(Records to use)

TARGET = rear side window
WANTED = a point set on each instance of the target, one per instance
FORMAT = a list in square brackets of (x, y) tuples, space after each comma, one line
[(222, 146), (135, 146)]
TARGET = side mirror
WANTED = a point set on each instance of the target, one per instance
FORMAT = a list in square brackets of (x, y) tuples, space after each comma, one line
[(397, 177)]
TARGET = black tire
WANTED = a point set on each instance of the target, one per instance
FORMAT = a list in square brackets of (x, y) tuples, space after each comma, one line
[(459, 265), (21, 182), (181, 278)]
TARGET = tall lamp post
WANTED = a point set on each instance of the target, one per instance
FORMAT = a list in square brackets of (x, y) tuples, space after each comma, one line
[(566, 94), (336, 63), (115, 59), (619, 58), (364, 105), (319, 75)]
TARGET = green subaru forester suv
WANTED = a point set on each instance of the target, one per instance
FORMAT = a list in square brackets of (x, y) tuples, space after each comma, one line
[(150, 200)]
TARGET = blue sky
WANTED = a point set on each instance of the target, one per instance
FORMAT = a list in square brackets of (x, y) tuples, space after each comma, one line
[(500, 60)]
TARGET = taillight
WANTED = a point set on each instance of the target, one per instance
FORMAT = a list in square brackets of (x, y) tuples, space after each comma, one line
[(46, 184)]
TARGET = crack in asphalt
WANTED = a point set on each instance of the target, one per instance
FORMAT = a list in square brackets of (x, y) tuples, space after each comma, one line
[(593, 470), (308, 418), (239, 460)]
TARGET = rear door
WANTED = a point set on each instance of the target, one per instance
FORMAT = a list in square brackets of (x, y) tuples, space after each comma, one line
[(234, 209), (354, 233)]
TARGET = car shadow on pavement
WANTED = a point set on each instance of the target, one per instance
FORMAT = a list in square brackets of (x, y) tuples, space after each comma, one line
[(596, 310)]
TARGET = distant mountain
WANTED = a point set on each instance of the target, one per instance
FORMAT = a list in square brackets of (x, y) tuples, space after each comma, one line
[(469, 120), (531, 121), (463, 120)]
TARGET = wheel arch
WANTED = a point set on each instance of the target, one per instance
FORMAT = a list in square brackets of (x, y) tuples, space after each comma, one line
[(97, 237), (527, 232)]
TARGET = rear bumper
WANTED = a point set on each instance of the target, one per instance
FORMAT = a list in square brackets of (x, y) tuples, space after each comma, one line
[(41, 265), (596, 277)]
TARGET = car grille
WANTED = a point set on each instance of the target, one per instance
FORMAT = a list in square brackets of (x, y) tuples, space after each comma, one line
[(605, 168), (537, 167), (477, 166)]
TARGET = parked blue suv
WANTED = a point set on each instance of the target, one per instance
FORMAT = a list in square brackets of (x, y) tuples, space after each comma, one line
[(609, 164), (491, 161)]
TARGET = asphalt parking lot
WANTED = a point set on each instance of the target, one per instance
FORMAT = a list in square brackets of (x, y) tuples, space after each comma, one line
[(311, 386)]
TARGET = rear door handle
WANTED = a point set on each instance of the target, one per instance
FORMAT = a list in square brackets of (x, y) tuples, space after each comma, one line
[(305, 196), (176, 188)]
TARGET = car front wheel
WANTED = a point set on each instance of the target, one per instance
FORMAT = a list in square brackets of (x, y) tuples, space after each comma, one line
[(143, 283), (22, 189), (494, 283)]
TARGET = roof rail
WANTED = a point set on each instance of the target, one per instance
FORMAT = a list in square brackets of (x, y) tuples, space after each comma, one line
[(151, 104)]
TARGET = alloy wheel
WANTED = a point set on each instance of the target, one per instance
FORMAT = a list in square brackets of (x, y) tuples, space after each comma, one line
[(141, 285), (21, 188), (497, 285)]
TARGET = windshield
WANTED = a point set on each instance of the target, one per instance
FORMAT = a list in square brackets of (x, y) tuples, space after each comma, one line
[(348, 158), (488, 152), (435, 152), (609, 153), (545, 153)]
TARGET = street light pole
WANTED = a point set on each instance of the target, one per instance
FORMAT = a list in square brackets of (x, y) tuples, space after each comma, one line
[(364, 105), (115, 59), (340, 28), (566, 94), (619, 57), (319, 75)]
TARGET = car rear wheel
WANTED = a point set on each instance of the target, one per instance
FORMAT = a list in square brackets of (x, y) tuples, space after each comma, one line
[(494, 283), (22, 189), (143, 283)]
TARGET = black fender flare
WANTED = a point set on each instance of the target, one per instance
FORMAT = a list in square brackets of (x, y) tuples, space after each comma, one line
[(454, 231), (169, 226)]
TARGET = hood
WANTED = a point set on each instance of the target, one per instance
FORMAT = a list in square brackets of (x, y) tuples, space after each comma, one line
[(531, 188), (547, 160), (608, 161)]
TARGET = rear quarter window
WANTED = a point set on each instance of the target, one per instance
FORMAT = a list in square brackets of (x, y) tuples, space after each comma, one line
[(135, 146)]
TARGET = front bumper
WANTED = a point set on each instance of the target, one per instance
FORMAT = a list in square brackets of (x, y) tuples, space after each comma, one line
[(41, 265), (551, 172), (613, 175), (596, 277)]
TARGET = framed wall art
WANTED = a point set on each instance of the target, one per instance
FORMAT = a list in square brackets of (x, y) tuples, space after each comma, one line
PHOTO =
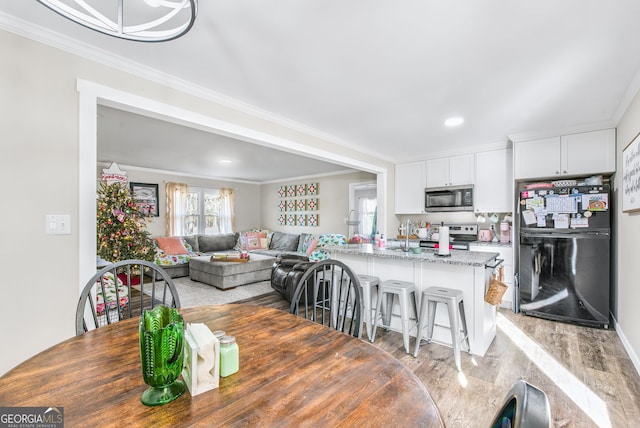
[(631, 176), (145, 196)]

(End Records to use)
(Records to use)

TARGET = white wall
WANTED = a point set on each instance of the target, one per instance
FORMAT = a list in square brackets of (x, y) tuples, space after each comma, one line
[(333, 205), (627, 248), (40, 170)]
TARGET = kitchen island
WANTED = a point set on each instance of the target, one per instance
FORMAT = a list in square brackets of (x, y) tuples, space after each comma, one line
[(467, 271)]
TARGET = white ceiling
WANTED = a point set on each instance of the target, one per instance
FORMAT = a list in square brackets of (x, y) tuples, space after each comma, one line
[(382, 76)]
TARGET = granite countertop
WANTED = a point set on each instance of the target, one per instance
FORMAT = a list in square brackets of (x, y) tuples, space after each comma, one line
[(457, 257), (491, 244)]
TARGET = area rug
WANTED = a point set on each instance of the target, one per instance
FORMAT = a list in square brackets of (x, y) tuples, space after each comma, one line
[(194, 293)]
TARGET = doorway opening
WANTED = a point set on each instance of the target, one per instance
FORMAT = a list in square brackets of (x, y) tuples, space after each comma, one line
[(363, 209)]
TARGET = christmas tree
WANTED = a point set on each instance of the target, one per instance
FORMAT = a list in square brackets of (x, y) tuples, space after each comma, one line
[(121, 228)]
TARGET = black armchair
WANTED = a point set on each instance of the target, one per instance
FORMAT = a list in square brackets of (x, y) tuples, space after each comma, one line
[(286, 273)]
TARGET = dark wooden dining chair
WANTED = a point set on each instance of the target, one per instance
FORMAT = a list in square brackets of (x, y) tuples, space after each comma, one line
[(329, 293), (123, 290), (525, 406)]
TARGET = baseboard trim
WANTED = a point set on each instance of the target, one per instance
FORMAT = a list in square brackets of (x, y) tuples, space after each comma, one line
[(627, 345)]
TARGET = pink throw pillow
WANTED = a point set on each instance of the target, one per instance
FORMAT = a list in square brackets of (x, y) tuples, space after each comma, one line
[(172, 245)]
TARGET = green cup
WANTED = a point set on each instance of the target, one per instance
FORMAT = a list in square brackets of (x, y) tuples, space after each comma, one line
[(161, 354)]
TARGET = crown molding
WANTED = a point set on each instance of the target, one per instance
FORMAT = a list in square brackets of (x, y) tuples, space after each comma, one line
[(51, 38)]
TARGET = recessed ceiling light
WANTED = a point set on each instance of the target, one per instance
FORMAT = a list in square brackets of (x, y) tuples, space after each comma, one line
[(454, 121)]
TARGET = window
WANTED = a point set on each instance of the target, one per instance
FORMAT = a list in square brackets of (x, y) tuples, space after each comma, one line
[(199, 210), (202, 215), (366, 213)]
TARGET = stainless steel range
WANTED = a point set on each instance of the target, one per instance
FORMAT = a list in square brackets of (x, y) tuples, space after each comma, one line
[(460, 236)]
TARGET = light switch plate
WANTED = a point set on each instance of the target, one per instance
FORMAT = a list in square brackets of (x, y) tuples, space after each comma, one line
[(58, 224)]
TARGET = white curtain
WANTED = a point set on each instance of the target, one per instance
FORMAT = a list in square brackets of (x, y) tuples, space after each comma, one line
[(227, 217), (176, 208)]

(End Records to use)
(Records to use)

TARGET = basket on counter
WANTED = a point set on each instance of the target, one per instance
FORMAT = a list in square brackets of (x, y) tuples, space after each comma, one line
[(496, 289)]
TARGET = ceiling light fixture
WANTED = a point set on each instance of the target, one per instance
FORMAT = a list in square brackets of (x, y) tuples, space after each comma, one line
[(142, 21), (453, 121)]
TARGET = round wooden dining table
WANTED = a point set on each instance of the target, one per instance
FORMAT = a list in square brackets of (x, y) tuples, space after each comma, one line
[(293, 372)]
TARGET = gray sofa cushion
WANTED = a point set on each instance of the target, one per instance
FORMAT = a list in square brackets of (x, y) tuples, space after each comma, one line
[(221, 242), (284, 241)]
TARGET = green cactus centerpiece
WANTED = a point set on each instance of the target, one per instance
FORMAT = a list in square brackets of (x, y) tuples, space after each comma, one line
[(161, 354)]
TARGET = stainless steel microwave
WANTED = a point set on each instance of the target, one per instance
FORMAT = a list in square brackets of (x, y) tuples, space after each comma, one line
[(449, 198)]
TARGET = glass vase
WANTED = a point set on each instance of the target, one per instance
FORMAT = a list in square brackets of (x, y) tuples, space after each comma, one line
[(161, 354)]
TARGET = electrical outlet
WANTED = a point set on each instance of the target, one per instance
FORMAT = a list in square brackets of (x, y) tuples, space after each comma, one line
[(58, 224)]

(End Records to use)

#### [Exercise instructions]
Return, from the material above, every line with the word "front".

#### [Task answer]
TARGET = car front wheel
TARGET = front bumper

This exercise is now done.